▸ **Excerpted text**:
Personal information
- Born: October 16, 1984 (age 41) Columbus, Ohio, U.S.
- Height: 6 ft 2 in (1.88 m)
- Weight: 185 lb (84 kg; 13.2 st)
- Sporting nationality: United States
- Residence: Dublin, Ohio, U.S.

Career
- College: Northwestern University
- Turned professional: 2007
- Current tour: Web.com Tour
- Former tour: PGA Tour
- Professional wins: 1

Number of wins by tour
- Korn Ferry Tour: 1

Best results in major championships
- Masters Tournament: DNP
- PGA Championship: DNP
- U.S. Open: CUT: 2011
- The Open Championship: DNP

= Chris Wilson (golfer) =

American professional golfer (born 1984)

Chris Wilson (born October 16, 1984) is an American professional golfer.

== Early life ==
Wilson was born in Columbus, Ohio. He played college golf at Northwestern University and won the Big Ten Championship in 2006. He graduated in 2007.

== Professional career ==
In 2007, Wilson turned professional. He played on the PGA Tour in 2010 after earning his card at Qualifying school. His best finish was T-51 at the Valero Texas Open; he only made seven cuts in 26 events and lost his PGA Tour privileges. He played on the Web.com Tour in 2012 and won his first tour event in August at the Price Cutter Charity Championship.

▸ **Job**:
According to the golfer's biography, which tournament did Chris Wilson win in August 2012? The data after this point comes from a separate source.

▸ **Recorded information**:
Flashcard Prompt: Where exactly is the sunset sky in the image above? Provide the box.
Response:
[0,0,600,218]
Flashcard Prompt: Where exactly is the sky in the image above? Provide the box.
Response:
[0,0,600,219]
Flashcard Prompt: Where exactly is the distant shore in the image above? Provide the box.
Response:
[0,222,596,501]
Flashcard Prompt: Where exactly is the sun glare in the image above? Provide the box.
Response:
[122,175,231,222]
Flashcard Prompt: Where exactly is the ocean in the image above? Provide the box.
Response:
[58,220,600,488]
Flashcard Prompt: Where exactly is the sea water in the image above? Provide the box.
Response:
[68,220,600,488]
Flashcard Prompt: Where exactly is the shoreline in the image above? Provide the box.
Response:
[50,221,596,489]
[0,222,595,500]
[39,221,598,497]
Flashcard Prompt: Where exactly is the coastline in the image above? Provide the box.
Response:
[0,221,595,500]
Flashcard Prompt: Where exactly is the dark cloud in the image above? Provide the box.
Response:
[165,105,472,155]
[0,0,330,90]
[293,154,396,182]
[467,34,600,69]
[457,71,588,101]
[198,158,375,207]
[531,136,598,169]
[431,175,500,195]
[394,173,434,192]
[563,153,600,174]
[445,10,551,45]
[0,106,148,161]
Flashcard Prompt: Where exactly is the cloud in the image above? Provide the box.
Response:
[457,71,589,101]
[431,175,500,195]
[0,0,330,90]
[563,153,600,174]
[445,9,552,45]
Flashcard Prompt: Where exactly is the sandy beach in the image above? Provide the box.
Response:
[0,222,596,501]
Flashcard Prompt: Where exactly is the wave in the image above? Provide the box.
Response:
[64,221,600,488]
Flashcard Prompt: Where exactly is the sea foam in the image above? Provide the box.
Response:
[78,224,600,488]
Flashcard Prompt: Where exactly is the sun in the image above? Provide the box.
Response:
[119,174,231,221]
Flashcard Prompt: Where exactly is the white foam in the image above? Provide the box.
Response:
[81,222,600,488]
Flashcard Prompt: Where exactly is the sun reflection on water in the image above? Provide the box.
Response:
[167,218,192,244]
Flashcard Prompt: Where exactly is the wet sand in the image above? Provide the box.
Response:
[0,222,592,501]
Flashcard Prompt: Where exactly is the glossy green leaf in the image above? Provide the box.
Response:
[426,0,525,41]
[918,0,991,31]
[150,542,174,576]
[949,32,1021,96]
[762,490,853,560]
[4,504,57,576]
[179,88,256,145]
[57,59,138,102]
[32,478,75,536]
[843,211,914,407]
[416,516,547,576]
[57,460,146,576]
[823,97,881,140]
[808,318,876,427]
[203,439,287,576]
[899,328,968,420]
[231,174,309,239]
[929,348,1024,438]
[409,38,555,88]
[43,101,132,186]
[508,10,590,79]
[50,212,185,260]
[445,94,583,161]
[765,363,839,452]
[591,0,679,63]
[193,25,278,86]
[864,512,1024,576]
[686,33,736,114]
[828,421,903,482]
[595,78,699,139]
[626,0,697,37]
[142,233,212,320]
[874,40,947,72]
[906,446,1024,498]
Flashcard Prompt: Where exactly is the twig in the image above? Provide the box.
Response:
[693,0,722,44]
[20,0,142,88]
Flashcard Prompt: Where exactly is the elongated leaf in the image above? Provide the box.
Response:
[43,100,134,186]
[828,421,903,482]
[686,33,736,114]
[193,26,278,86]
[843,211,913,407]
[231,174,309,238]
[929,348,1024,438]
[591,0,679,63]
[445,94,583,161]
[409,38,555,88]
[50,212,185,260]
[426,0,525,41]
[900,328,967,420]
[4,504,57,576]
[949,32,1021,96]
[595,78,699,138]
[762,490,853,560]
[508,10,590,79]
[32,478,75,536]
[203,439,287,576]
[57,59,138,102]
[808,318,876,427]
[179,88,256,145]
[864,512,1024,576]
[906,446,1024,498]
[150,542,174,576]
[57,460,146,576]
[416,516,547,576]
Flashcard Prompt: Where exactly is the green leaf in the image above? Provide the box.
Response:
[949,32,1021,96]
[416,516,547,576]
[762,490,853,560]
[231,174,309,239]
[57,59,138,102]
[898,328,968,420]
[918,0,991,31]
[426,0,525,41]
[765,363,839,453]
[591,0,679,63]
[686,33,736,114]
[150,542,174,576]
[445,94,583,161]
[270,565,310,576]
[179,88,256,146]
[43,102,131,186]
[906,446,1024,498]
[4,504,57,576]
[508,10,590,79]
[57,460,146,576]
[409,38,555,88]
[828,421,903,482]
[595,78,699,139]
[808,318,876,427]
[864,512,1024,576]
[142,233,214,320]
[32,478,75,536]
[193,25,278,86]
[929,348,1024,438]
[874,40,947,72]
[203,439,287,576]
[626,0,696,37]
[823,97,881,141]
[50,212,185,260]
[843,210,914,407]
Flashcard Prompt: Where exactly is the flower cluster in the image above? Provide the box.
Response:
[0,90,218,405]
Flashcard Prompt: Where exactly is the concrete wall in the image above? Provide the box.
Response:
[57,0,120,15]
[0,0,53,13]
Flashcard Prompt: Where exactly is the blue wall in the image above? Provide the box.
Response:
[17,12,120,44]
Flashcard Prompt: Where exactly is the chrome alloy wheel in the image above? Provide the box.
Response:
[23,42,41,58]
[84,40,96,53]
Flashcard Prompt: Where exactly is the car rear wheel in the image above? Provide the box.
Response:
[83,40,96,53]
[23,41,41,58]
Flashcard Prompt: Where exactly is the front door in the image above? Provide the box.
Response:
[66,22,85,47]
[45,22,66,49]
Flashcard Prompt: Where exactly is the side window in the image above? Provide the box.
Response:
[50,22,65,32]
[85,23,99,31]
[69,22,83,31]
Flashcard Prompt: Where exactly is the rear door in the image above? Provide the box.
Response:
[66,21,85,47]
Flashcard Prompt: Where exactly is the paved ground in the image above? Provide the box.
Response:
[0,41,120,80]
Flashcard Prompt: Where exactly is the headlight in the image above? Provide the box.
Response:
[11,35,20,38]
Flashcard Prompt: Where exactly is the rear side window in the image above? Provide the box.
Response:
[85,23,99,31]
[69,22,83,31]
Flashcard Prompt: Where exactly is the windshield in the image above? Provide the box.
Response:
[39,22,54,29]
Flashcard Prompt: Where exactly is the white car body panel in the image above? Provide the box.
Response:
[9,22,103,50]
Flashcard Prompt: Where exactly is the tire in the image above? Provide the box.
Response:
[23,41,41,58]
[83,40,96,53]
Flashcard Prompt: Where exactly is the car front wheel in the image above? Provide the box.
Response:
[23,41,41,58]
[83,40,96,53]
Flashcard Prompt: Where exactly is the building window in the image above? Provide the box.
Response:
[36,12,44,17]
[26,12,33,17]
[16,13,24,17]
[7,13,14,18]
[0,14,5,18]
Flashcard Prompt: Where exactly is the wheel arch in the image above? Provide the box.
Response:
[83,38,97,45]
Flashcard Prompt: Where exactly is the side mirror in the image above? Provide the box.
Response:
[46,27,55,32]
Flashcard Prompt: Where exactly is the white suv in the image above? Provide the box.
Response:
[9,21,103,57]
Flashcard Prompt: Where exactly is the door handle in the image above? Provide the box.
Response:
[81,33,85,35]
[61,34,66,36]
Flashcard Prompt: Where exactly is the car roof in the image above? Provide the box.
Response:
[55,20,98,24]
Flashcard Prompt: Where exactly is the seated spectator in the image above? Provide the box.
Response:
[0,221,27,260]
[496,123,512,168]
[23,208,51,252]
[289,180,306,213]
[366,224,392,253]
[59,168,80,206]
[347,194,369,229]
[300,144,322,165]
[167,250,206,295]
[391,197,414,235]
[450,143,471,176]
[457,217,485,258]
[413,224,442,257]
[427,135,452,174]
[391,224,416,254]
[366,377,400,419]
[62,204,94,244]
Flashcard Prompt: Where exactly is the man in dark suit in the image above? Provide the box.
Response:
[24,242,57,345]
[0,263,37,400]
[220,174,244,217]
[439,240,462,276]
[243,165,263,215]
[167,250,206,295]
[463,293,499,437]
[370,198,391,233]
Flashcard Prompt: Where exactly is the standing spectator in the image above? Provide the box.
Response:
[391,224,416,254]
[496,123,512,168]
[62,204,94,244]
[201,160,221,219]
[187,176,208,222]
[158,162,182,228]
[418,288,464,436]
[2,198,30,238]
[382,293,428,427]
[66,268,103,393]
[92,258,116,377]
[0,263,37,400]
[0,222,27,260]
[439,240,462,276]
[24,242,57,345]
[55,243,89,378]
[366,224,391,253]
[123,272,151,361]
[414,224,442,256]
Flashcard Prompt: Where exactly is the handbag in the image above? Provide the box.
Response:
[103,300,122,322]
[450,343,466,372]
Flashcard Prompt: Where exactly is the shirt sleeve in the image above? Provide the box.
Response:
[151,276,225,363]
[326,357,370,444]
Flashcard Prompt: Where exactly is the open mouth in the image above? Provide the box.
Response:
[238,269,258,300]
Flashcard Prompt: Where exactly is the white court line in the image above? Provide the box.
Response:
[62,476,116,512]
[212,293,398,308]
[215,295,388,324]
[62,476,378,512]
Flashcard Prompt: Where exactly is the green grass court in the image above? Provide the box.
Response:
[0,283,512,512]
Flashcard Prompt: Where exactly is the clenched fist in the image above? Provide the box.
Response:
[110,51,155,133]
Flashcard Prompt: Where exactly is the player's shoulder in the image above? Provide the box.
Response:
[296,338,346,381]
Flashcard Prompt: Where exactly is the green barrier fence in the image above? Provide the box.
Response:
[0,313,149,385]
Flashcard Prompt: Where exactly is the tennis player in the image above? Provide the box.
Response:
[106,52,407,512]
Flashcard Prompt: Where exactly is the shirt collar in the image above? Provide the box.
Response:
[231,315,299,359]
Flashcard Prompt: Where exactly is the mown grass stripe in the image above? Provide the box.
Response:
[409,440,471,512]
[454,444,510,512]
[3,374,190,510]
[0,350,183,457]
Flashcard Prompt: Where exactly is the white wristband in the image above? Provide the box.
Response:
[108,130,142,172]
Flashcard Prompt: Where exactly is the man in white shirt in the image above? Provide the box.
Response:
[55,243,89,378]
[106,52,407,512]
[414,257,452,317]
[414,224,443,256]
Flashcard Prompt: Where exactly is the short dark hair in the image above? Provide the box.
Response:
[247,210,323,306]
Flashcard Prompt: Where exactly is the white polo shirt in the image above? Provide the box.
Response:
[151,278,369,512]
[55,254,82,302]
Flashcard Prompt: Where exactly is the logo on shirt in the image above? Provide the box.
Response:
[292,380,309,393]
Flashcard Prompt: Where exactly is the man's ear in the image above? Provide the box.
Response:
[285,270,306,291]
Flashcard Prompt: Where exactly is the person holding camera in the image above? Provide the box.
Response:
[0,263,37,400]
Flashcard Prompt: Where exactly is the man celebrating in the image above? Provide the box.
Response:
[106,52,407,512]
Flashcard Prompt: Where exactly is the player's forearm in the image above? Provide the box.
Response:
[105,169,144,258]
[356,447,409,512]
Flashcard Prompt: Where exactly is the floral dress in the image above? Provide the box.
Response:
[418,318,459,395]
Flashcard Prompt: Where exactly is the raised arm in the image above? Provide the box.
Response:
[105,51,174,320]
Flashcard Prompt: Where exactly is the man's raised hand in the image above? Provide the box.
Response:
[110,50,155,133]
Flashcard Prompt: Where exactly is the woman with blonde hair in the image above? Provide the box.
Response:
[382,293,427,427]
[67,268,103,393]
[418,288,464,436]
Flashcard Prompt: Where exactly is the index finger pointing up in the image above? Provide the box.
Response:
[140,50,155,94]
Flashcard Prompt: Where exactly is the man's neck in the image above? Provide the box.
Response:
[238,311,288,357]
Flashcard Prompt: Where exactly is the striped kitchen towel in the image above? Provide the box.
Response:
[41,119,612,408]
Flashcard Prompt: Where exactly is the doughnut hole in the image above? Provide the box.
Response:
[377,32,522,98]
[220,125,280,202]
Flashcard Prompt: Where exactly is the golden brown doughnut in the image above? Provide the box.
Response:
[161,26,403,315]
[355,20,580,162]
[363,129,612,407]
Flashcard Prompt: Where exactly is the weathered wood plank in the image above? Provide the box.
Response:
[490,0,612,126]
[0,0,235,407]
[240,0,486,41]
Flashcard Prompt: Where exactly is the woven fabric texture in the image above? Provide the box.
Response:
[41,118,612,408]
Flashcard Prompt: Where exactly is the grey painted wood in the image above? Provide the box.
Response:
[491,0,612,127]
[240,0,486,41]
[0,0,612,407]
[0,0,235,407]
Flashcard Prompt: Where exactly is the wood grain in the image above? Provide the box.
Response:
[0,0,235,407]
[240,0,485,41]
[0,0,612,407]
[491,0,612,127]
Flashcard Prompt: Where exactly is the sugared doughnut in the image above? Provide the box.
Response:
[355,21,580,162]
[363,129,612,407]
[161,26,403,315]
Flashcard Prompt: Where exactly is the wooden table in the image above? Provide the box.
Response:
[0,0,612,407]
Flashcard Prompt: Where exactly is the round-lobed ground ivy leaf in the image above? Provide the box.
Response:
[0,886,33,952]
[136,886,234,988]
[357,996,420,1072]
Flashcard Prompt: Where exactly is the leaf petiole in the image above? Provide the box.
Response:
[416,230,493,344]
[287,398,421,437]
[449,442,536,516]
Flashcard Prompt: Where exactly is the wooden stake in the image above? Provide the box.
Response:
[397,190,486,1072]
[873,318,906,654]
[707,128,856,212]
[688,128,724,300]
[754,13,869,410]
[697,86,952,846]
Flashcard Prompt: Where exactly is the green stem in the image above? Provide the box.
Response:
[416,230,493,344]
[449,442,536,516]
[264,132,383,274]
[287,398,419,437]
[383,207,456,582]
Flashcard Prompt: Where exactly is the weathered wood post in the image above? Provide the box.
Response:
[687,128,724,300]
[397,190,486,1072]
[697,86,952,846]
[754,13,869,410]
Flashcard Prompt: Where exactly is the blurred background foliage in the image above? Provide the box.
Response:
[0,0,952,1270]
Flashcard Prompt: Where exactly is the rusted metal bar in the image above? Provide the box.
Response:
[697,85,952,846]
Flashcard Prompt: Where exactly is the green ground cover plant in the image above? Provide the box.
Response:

▸ **Answer below**:
The Price Cutter Charity Championship.